■ What is needed ■
Your answer should consist of every line from the records that holds the string "Place".
----------------------------------------
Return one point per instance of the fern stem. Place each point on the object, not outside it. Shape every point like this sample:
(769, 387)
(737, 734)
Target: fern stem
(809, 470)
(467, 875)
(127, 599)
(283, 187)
----------------------------------------
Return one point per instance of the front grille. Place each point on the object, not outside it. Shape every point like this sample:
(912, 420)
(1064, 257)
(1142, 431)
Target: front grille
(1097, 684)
----------------------------------------
■ Result ■
Return one point per instance of the fern stem. Place each point on the object, not outside it. Shape every point like this sample:
Return one point per instance of the front grille. Place each point on the object, not outside it. Shape every point like this sample:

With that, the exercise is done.